Text shown |
+--

About 18 percent cited regrets involving romance. That was followed closely by regrets about family (16 percent), education (13 percent) and career (12 percent), finance (10 percent) and parenting (9 percent).

Women were more likely than men to have regrets about romantic or family relationships. About 44 percent of the regrets described by women were about relationship mistakes compared to 19 percent of men's.

But if men aren't fretting over past "relationship mistakes," what are they regretting? And why do women seem to be the ones who are more concerned with that specifically?

"It speaks to something psychologists have known for a long time. Women are typically charged with the role of maintaining and preserving relationships, so when things do go wrong, it's very spontaneous for women to think, 'I should have done it some other way,'" said senior study author Neal Roese, a psychologist and professor of marketing at Northwestern. "It's how men and women are raised in this culture."

Men, on the other hand, were more likely to have regrets about work or education — 34 percent compared to women's 26 percent, the study found.


Still, the results of this study state that Americans — not women specifically — are having difficulty getting over all of the things they didn't tell a loved one or the choices they made and now wish they hadn't.

So apart from beating the "women value personal relationships, men value professional relationships" dead horse, why is it that we can't let go of lost love?

"When people reflect on the past, which is what regret does, we ruminate about the things that didn't go well but we don't savor the good times," said Joseph Ferrari, a professor of psychology at DePaul University in Chicago. "We are much more impacted by the negative stuff."

+--

Exercise objective |
Answer these questions from the text on regrets:
1. What percentage of people cited regrets involving romance?
2. What percentage of men's regrets concerned work or education?
3. At which university is Joseph Ferrari a professor of psychology?

Data listing |
+--

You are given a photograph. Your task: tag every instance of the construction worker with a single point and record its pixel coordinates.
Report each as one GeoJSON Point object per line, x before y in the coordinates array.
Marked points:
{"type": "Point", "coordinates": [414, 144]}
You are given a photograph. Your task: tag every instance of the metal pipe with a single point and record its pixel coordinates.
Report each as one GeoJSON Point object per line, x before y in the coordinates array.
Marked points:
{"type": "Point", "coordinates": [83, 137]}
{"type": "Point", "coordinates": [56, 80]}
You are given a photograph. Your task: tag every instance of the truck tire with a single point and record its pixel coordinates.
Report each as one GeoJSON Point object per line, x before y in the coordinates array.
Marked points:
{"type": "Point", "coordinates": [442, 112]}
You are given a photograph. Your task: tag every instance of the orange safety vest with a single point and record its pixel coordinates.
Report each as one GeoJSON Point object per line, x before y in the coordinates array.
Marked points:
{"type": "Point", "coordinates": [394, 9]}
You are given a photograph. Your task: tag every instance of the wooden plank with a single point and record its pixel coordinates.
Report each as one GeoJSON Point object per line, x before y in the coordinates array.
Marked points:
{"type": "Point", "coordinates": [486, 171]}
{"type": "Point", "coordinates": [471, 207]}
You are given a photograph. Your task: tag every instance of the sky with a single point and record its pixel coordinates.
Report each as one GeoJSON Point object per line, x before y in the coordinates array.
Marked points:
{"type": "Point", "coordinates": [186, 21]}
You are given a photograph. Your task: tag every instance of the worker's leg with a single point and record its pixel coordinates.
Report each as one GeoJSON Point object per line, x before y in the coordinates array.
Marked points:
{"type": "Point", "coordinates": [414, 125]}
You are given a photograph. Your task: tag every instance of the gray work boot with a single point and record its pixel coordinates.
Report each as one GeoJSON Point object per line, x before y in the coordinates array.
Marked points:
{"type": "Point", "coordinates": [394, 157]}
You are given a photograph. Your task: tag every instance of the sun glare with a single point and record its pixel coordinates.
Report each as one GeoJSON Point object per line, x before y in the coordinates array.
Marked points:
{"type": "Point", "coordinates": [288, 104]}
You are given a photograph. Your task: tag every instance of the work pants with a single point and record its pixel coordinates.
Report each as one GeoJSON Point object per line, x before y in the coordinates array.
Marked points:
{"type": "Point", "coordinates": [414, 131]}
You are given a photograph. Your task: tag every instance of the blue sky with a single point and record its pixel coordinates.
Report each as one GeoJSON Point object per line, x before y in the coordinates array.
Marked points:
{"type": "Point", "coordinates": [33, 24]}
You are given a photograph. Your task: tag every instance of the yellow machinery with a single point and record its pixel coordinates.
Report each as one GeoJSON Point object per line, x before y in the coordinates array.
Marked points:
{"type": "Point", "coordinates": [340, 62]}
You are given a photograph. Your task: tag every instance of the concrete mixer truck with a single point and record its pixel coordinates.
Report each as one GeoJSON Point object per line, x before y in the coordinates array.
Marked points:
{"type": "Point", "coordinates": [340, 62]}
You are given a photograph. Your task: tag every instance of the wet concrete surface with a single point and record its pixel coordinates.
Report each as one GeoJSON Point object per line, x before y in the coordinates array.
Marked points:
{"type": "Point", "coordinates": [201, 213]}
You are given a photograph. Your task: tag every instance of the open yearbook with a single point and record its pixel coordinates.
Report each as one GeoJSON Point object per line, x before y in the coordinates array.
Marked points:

+--

Output of the task |
1. About 18 percent.
2. 34 percent.
3. DePaul University in Chicago.